__What is being asked__: Print every row below verbatim, leaving out the pictures.
════════
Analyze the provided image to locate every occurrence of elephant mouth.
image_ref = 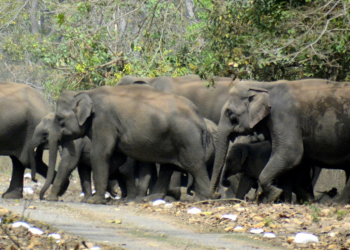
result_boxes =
[221,179,231,187]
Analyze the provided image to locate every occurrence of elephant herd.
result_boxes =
[0,75,350,204]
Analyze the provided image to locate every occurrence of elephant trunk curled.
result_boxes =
[210,131,229,198]
[40,133,58,200]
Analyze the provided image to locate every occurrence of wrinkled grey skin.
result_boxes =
[47,85,209,203]
[118,75,236,124]
[211,79,350,203]
[221,141,314,203]
[31,113,153,202]
[164,118,217,200]
[0,82,50,199]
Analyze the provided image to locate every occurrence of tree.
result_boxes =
[198,0,350,80]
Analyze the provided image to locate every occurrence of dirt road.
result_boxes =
[0,199,277,250]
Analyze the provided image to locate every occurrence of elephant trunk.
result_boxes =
[210,131,229,198]
[28,139,39,182]
[40,135,58,200]
[220,164,231,187]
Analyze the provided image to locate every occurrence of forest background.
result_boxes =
[0,0,350,100]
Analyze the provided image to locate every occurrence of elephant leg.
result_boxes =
[335,177,350,205]
[118,157,139,201]
[137,162,157,197]
[145,164,174,201]
[2,156,25,199]
[236,174,256,200]
[88,137,119,204]
[167,171,182,200]
[78,163,92,202]
[186,173,194,195]
[107,179,119,197]
[187,164,210,200]
[258,144,303,203]
[46,139,82,201]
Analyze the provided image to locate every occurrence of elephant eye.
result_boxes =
[56,116,64,127]
[225,109,235,120]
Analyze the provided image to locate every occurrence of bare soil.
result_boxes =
[0,166,350,250]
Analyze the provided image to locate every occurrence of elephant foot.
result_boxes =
[143,193,165,202]
[87,195,107,204]
[2,190,23,199]
[58,180,69,196]
[164,195,178,202]
[257,186,283,204]
[80,195,91,203]
[45,195,58,201]
[167,187,181,200]
[332,195,350,206]
[134,196,145,203]
[211,192,221,199]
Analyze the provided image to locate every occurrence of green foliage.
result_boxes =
[0,0,350,98]
[336,210,349,221]
[310,205,320,222]
[199,0,350,80]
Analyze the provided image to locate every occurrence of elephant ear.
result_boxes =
[133,80,148,84]
[241,148,248,167]
[74,93,92,126]
[248,89,271,128]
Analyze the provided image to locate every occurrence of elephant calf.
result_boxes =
[221,141,313,202]
[28,113,154,201]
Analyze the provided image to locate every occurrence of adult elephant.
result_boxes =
[29,113,154,202]
[47,85,210,203]
[0,82,50,199]
[118,75,232,124]
[211,79,350,203]
[221,141,314,203]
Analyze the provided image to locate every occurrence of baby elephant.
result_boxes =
[221,141,314,202]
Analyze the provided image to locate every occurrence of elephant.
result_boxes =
[0,82,50,199]
[118,75,234,124]
[30,112,154,202]
[221,141,314,203]
[45,85,210,204]
[163,118,217,200]
[210,79,350,203]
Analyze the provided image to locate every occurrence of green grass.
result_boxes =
[0,156,12,175]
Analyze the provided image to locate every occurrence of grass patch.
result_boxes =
[127,229,216,250]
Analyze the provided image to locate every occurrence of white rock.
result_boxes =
[294,233,318,244]
[152,199,166,206]
[12,221,30,229]
[28,227,44,235]
[263,233,276,238]
[250,228,264,234]
[164,202,173,208]
[221,214,237,221]
[90,246,101,250]
[187,207,202,214]
[47,233,61,240]
[23,187,34,194]
[23,173,32,179]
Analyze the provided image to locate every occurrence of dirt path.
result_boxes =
[0,199,277,250]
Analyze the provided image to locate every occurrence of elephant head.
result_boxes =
[210,83,271,197]
[117,76,155,85]
[40,91,92,199]
[28,113,54,182]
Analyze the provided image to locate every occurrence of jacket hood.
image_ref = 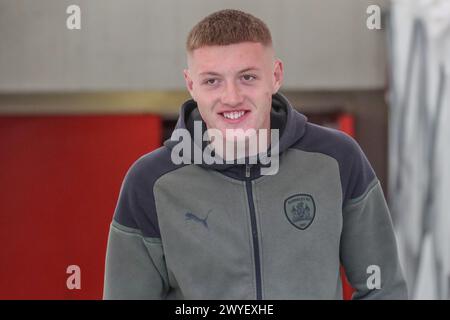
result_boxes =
[164,93,307,170]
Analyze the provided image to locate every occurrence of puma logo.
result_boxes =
[184,210,212,229]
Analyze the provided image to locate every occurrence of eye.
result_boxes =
[203,78,219,86]
[242,74,256,82]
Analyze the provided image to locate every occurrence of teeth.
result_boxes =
[223,111,245,119]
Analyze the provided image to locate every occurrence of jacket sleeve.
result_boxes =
[103,155,169,299]
[340,142,408,299]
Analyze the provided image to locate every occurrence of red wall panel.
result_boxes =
[0,115,162,299]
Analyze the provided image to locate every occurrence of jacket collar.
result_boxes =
[164,93,307,171]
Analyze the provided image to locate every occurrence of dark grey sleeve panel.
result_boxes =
[340,178,408,299]
[293,122,376,206]
[114,147,183,237]
[103,222,169,300]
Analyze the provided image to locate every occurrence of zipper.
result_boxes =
[245,165,262,300]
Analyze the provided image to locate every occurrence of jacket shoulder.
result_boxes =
[293,122,376,205]
[113,146,182,237]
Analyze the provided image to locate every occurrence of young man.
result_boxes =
[104,10,407,299]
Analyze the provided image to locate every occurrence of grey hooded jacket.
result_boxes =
[104,94,407,299]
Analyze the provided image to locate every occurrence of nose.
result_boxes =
[222,82,243,106]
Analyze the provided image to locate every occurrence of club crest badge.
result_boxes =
[284,194,316,230]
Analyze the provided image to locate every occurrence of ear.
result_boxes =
[272,59,283,94]
[183,69,195,100]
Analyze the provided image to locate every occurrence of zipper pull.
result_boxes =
[245,164,252,178]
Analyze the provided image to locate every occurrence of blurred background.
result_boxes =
[0,0,450,299]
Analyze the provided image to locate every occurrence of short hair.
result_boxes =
[186,9,272,52]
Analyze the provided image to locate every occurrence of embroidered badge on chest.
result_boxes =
[284,193,316,230]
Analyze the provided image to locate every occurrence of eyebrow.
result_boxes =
[199,67,259,76]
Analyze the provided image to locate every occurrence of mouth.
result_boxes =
[219,110,250,123]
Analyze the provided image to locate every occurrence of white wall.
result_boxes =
[0,0,387,93]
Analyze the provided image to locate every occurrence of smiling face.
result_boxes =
[184,42,283,142]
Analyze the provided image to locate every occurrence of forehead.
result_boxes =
[188,42,273,72]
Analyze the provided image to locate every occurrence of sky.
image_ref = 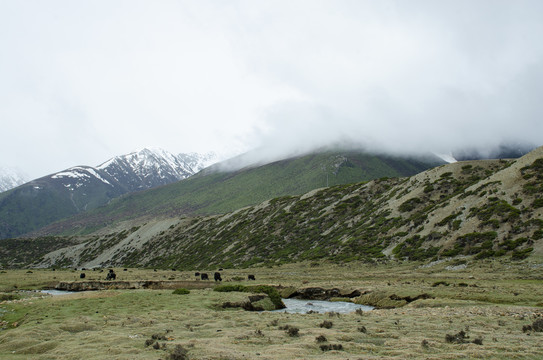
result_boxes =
[0,0,543,178]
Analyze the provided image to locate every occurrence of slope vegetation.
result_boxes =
[31,152,443,235]
[3,147,543,269]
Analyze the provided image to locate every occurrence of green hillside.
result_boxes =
[36,152,441,233]
[0,177,121,239]
[7,147,543,270]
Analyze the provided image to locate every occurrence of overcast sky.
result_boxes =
[0,0,543,178]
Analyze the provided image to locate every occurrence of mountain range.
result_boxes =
[0,147,543,269]
[0,149,215,238]
[22,150,444,236]
[0,166,28,193]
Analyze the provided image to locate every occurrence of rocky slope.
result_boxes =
[0,166,27,193]
[0,149,217,239]
[3,147,543,269]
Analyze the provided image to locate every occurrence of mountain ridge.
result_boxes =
[0,149,217,238]
[0,147,543,269]
[28,150,444,236]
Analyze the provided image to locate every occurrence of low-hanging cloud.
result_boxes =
[0,0,543,175]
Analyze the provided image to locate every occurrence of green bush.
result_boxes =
[532,198,543,209]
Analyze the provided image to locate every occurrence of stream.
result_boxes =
[275,299,373,314]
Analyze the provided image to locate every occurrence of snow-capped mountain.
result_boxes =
[96,148,216,192]
[0,166,28,192]
[0,149,216,238]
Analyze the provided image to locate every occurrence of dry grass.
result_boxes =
[0,262,543,360]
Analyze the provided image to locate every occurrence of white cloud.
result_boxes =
[0,0,543,176]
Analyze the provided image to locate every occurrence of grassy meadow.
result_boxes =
[0,260,543,360]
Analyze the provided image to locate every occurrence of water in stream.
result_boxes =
[275,299,373,314]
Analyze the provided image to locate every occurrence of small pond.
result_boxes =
[275,299,373,314]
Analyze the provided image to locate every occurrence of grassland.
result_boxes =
[0,258,543,359]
════════
__Worked answer__:
Analyze the provided image to locate every occurrence of elephant mouth.
image_ref = 
result_boxes =
[221,179,231,187]
Analyze the provided image to locate every occurrence of elephant herd.
result_boxes =
[0,75,350,204]
Analyze the provided image to locate every occurrence of elephant trunk curled.
result_boxes =
[210,131,229,198]
[40,133,58,200]
Analyze the provided image to locate every occurrence of wrinkled grey skin.
result_boxes =
[47,85,209,203]
[118,75,236,124]
[211,79,350,203]
[221,141,314,203]
[31,113,153,202]
[164,118,217,200]
[0,82,50,199]
Analyze the provided image to locate every occurrence of tree.
result_boxes =
[198,0,350,80]
Analyze the provided image to locate every occurrence of dirt road.
result_boxes =
[0,199,277,250]
Analyze the provided image to locate every occurrence of elephant trunk.
result_boxes =
[210,131,229,198]
[28,139,39,182]
[40,135,58,200]
[220,164,231,187]
Analyze the provided image to locate every occurrence of forest background.
result_boxes =
[0,0,350,100]
Analyze the provided image to locate every occurrence of elephant leg.
result_boxes =
[335,177,350,205]
[118,157,139,201]
[137,162,157,197]
[145,164,174,201]
[2,156,25,199]
[236,174,256,200]
[88,137,119,204]
[167,171,182,200]
[78,163,92,202]
[186,173,194,195]
[107,179,119,197]
[187,164,210,200]
[258,144,303,203]
[46,139,82,201]
Analyze the provided image to locate every occurrence of elephant eye.
result_boxes =
[56,116,64,127]
[225,109,235,120]
Analyze the provided image to locate every occurrence of bare soil.
result_boxes =
[0,166,350,250]
Analyze the provided image to locate every occurrence of elephant foot.
result_boxes =
[143,193,165,202]
[87,195,107,204]
[2,190,23,199]
[58,180,69,196]
[164,195,178,202]
[257,186,283,204]
[80,195,91,203]
[45,195,58,201]
[167,187,181,200]
[332,195,350,206]
[134,196,145,203]
[211,192,221,199]
Analyze the provided image to locate every occurrence of green foliage.
result_boxes =
[0,0,350,98]
[336,210,349,221]
[310,205,320,222]
[199,0,350,80]
Analyze the provided image to locate every occurrence of elephant ear.
result_boxes =
[133,80,148,84]
[241,148,248,167]
[74,93,92,126]
[248,89,271,128]
Analyze the provided image to locate every occurrence of elephant calf.
result_boxes =
[221,141,313,202]
[28,113,154,201]
Analyze the provided image to locate every occurrence of adult elephant.
result_boxes =
[29,113,154,202]
[47,85,210,203]
[0,82,50,199]
[118,75,232,124]
[211,79,350,203]
[221,141,314,203]
Analyze the provided image to locate every occurrence of baby elephant.
result_boxes =
[221,141,314,202]
Analyze the provided image to locate every occurrence of elephant.
result_boxes =
[0,82,50,199]
[118,75,234,124]
[30,112,154,202]
[221,141,314,203]
[45,85,210,204]
[163,118,217,200]
[210,79,350,203]
Analyze the provided image to locate every occurrence of green grass.
result_boxes =
[0,156,12,175]
Analyze the provided image to locate every occurrence of grass patch.
result_boxes =
[127,229,216,250]
Analyze the provided image to locate every occurrence of white rock.
result_boxes =
[294,233,318,244]
[152,199,166,206]
[12,221,30,229]
[28,227,44,235]
[263,233,276,238]
[250,228,264,234]
[164,202,173,208]
[221,214,237,221]
[90,246,101,250]
[187,207,202,214]
[47,233,61,240]
[23,187,34,194]
[23,173,32,179]
Analyze the provided image to locate every occurrence of dirt path.
result_boxes =
[0,199,277,250]
Analyze the provided image to locate every occurrence of elephant head.
result_boxes =
[210,83,271,197]
[117,76,155,85]
[40,91,92,199]
[28,113,54,182]
Analyze the provided image to locate every occurrence of jacket hood.
image_ref = 
result_boxes =
[164,93,307,170]
Analyze the provided image to locate every occurrence of puma logo.
result_boxes =
[184,210,212,229]
Analyze the provided image to locate every occurrence of eye.
result_boxes =
[203,78,219,86]
[242,74,256,82]
Analyze the provided image to locate every occurrence of teeth.
result_boxes =
[223,111,245,119]
Analyze the provided image to locate every occurrence of jacket sleeve.
result_boxes =
[103,155,169,299]
[340,142,408,299]
Analyze the provided image to locate every occurrence of red wall panel.
result_boxes =
[0,115,162,299]
Analyze the provided image to locate every occurrence of jacket collar.
result_boxes =
[164,93,307,171]
Analyze the provided image to locate every occurrence of dark grey sleeve panel.
result_boxes =
[340,178,408,299]
[293,122,376,206]
[114,147,183,237]
[103,222,169,300]
Analyze the provided image to locate every occurrence of zipper.
result_boxes =
[245,165,262,300]
Analyze the provided image to locate every occurrence of jacket shoulder.
result_boxes =
[293,122,376,205]
[113,146,182,237]
Analyze the provided image to locate every occurrence of young man.
result_boxes =
[104,10,407,299]
Analyze the provided image to locate every occurrence of grey hooded jacket.
result_boxes =
[104,94,407,299]
Analyze the provided image to locate every occurrence of nose.
result_boxes =
[222,82,243,106]
Analyze the provided image to locate every occurrence of club crest badge.
result_boxes =
[284,194,316,230]
Analyze the provided image to locate every occurrence of ear.
result_boxes =
[272,59,283,94]
[183,69,195,100]
Analyze the provided image to locate every occurrence of zipper pull.
result_boxes =
[245,164,252,178]
Analyze the provided image to locate every occurrence of blurred background.
result_boxes =
[0,0,450,299]
Analyze the provided image to locate every occurrence of short hair.
result_boxes =
[186,9,272,52]
Analyze the provided image to locate every occurrence of embroidered badge on chest.
result_boxes =
[284,193,316,230]
Analyze the provided image to locate every occurrence of eyebrow.
result_boxes =
[199,67,259,76]
Analyze the provided image to locate every occurrence of mouth.
result_boxes =
[219,110,250,123]
Analyze the provided image to locate every occurrence of white wall.
result_boxes =
[0,0,387,93]
Analyze the provided image to locate every occurrence of smiling face.
result_boxes =
[184,42,283,142]
Analyze the provided image to locate every occurrence of forehead.
result_boxes =
[188,42,273,72]
Analyze the provided image to locate every occurrence of sky.
image_ref = 
result_boxes =
[0,0,543,178]
Analyze the provided image to locate every occurrence of slope vegetation.
result_boxes =
[31,152,443,235]
[3,147,543,269]
Analyze the provided image to locate every occurrence of green hillside.
result_boxes =
[36,152,441,233]
[0,177,121,239]
[7,147,543,270]
Analyze the provided image to locate every occurrence of overcast sky.
result_boxes =
[0,0,543,178]
Analyze the provided image to locate every occurrence of mountain range.
result_boxes =
[0,147,543,269]
[0,149,215,238]
[22,150,444,236]
[0,166,28,193]
Analyze the provided image to locate every occurrence of rocky slope.
result_boxes =
[0,166,27,193]
[0,149,217,239]
[3,147,543,269]
Analyze the provided image to locate every occurrence of mountain ridge.
result_boxes =
[0,149,217,238]
[0,147,543,269]
[28,150,444,236]
Analyze the provided image to locate every occurrence of low-hanging cloud.
result_boxes =
[0,0,543,175]
Analyze the provided image to locate every occurrence of green bush.
result_boxes =
[532,198,543,209]
Analyze the provided image to locate every occurrence of stream.
result_boxes =
[275,299,373,314]
Analyze the provided image to locate every occurrence of snow-capped mountain.
result_boxes =
[96,148,216,192]
[0,166,28,192]
[0,149,216,238]
Analyze the provided image to locate every occurrence of dry grass.
result_boxes =
[0,262,543,360]
Analyze the provided image to locate every occurrence of white cloud.
result_boxes =
[0,0,543,176]
Analyze the provided image to locate every occurrence of grassy meadow.
result_boxes =
[0,260,543,360]
Analyze the provided image to locate every occurrence of water in stream.
result_boxes =
[275,299,373,314]
Analyze the provided image to locate every occurrence of small pond.
result_boxes =
[275,299,373,314]
Analyze the provided image to locate every occurrence of grassland.
result_boxes =
[0,258,543,359]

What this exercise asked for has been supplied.